- _Selection_:
┏━━
We're nearly two weeks into April, and the new VAT threshold has been in effect for 11 days. Here's what you should have tackled by now—and what to prioritize if you haven't.

Letitia Hawley12 April 20264 min read

The April 12th Check-In: 3 Things You Should Have Done By Now


We're nearly two weeks into April, and the new VAT threshold has been in effect for 11 days. Here's what you should have tackled by now—and what to prioritize if you haven't.


We are officially 12 days into April, which means the 2027 tax year is now six weeks old, and the new R2.3 million VAT threshold has been in effect for almost two weeks.


At Accounting Simplified, we've been checking in with our clients to see how they're adapting to the changes. Some are already ahead of the game, while others are still trying to catch up from the March rush.


If you haven't had a chance to review your compliance obligations yet, don't panic. Here are the three most critical tasks you should have completed by now—and what to do if you're behind.


Your March Financials Should Be Closed


If your financial year ended on 28 February, March was the first month of your new financial year. By now, your March books should be fully reconciled and closed.


**Why this matters:** Your March numbers set the baseline for the rest of the year. If you start with unreconciled transactions and messy records, you're setting yourself up for a year of playing catch-up.


What 'closed' means:


  • All March bank transactions have been captured and categorized
  • Your bank reconciliation is complete (nothing outstanding)
  • All March invoices (sales and purchases) have been recorded
  • Any cash transactions or petty cash movements are accounted for
  • Your VAT return for March is ready to be submitted (if applicable)

  • If you haven't done this yet: Block out time this week to clean up March. Even if it's not perfect, getting it to 90% accurate is better than leaving it untouched until May.


    You Should Know Your VAT Status


    The new R2.3 million threshold came into effect on April 1st. If your annual turnover is between R1 million and R2.3 million, you need to decide whether you're staying registered or applying for deregistration.


    This isn't a decision you can postpone indefinitely. If you're planning to deregister, you need to notify SARS formally, calculate any deemed supply implications, and ensure you stop charging VAT at the right time.


    What you should have done by now:


  • Reviewed your actual turnover for the past 12 months
  • Assessed whether staying registered makes strategic sense for your business
  • If deregistering, contacted SARS to start the process
  • If staying registered, confirmed your VAT vendor number is still active and correct

  • If you haven't done this yet: Don't deregister impulsively. There are strategic reasons to stay registered even if you qualify to leave. Book a consultation with your accountant before you make any changes.


    Your Payroll Tax Tables Should Be Updated


    On 1 March, the 2027 tax tables came into effect. If you have employees, their PAYE deductions should reflect the new rates.


    The good news is that most payroll systems update automatically. However, we've seen cases where the update didn't apply correctly, meaning employees are either overpaying or underpaying tax.
┗━━
- _Given instruction A_: List the section headings in the check-in post on tax and VAT deadlines.
- _Given instruction B_: Gather every row below that contains the word "advertising" and copy each one out.

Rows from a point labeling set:
┏━━
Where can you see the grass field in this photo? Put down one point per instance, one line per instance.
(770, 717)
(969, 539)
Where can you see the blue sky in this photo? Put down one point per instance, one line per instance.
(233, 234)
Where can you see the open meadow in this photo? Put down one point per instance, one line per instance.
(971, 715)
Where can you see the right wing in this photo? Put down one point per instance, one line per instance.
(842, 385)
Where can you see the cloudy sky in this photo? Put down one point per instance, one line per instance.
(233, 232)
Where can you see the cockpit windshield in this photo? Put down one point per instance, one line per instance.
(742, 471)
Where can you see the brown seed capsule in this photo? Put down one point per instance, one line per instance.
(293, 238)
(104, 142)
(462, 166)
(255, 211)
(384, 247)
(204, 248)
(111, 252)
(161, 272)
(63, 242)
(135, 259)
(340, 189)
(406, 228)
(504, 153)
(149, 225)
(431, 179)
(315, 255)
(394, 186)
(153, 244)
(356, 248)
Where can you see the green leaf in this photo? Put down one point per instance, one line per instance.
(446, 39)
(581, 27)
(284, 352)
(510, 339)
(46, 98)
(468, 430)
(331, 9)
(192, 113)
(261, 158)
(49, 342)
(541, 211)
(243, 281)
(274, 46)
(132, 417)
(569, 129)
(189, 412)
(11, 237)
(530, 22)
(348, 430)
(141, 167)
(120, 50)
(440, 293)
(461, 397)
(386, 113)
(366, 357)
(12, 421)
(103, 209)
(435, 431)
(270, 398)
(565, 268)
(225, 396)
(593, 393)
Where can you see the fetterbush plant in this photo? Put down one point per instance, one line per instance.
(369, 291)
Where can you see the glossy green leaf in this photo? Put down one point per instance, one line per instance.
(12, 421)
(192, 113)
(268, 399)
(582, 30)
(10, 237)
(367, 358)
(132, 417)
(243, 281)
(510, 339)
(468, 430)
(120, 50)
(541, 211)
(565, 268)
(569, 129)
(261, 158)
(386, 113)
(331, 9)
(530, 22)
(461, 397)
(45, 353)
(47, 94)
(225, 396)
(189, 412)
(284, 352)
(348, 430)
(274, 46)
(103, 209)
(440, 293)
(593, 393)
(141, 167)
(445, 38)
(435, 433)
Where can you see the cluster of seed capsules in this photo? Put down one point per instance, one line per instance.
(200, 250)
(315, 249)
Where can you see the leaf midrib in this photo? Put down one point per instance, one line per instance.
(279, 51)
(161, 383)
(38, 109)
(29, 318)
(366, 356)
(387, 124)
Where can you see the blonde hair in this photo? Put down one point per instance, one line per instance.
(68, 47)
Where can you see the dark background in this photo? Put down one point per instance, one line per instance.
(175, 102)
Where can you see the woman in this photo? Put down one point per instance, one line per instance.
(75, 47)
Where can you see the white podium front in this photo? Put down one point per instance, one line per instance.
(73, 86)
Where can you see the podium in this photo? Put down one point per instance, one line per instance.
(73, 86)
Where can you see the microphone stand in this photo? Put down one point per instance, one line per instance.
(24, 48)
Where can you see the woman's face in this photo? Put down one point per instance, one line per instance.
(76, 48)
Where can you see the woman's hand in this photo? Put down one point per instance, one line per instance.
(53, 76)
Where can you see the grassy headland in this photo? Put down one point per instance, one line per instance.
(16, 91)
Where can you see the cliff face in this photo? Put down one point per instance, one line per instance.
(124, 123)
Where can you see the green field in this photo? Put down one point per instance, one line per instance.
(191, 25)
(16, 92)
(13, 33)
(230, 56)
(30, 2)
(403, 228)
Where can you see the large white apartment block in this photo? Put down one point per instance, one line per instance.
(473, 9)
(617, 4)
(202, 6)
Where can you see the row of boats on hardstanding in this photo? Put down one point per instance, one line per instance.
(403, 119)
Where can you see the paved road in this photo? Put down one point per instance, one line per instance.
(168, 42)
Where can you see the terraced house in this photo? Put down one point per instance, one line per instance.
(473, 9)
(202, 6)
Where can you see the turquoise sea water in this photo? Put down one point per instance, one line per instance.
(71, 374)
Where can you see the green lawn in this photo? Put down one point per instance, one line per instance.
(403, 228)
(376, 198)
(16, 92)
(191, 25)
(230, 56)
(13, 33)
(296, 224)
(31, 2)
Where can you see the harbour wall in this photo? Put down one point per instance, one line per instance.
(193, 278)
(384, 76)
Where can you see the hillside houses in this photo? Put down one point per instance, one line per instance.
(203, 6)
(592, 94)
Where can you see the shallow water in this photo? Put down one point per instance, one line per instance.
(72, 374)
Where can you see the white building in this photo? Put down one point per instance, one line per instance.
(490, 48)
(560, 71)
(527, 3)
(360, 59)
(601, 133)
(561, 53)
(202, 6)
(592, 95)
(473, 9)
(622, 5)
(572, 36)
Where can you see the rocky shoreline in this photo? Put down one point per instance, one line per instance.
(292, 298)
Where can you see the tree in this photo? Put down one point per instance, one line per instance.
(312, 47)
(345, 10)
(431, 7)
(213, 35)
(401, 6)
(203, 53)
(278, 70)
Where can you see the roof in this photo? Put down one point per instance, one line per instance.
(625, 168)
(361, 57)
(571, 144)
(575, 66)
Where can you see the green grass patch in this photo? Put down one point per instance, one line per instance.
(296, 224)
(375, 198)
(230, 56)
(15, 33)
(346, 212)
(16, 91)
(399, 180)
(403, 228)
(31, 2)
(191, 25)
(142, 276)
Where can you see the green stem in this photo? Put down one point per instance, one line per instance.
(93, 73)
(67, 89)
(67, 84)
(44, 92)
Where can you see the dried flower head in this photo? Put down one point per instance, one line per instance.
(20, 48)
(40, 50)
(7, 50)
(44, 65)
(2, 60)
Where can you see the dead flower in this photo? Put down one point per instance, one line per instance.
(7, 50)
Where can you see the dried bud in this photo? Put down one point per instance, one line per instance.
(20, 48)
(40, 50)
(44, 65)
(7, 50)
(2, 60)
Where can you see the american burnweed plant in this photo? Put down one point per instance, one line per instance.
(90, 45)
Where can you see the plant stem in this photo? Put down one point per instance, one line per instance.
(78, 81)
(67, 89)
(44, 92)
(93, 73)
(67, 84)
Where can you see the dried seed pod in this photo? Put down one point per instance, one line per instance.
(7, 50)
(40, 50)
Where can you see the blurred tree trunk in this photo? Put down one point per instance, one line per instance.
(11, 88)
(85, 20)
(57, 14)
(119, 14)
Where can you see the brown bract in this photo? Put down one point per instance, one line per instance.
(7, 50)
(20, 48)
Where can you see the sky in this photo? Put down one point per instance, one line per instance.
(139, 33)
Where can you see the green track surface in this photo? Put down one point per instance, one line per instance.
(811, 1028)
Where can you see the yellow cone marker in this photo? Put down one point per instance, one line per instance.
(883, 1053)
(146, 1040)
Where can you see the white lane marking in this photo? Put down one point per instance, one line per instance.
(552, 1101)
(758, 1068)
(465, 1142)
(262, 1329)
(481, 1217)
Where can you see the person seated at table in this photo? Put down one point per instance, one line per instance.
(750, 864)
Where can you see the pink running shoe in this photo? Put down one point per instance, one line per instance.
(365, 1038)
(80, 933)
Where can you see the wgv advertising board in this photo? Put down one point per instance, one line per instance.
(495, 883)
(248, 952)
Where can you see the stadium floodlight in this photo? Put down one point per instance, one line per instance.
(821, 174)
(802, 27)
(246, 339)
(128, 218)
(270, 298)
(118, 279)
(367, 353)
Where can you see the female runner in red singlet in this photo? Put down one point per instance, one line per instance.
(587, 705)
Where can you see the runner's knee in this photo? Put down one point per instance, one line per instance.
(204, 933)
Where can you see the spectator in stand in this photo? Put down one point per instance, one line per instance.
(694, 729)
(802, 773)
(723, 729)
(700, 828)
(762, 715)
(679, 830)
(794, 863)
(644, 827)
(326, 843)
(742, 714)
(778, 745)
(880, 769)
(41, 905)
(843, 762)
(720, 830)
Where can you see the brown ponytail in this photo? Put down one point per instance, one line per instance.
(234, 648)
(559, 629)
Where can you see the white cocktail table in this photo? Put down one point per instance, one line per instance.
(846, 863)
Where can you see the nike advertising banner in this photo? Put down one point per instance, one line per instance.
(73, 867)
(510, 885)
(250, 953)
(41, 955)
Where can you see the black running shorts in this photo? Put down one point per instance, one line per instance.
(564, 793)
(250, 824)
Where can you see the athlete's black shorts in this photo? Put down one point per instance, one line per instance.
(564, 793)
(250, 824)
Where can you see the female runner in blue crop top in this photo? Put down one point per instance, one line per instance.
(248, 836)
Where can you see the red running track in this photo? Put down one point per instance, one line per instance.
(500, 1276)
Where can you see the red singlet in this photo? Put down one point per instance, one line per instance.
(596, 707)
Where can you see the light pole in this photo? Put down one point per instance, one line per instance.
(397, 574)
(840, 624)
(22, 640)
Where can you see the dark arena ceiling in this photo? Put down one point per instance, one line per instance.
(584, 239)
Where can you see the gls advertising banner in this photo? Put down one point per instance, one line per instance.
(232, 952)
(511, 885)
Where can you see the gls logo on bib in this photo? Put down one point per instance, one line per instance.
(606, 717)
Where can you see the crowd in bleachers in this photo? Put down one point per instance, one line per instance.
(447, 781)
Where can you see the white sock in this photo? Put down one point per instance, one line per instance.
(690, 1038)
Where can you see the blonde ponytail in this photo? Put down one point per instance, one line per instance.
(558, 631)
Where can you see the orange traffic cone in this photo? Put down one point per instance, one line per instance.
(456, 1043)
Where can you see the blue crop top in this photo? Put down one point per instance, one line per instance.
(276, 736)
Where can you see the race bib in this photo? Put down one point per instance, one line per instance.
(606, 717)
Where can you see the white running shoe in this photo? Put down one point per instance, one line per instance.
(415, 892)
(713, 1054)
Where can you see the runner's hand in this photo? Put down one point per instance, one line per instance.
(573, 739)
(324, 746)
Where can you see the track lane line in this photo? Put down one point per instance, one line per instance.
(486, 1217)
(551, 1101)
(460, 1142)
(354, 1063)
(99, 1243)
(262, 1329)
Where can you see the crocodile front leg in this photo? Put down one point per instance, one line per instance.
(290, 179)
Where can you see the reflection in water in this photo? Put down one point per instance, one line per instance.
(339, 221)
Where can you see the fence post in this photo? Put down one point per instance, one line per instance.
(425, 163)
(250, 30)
┗━━
- _Correct output A_:
Your March Financials Should Be Closed
You Should Know Your VAT Status
Your Payroll Tax Tables Should Be Updated

- _Correct output B_:
Where can you see the wgv advertising board in this photo? Put down one point per instance, one line per instance.
Where can you see the nike advertising banner in this photo? Put down one point per instance, one line per instance.
Where can you see the gls advertising banner in this photo? Put down one point per instance, one line per instance.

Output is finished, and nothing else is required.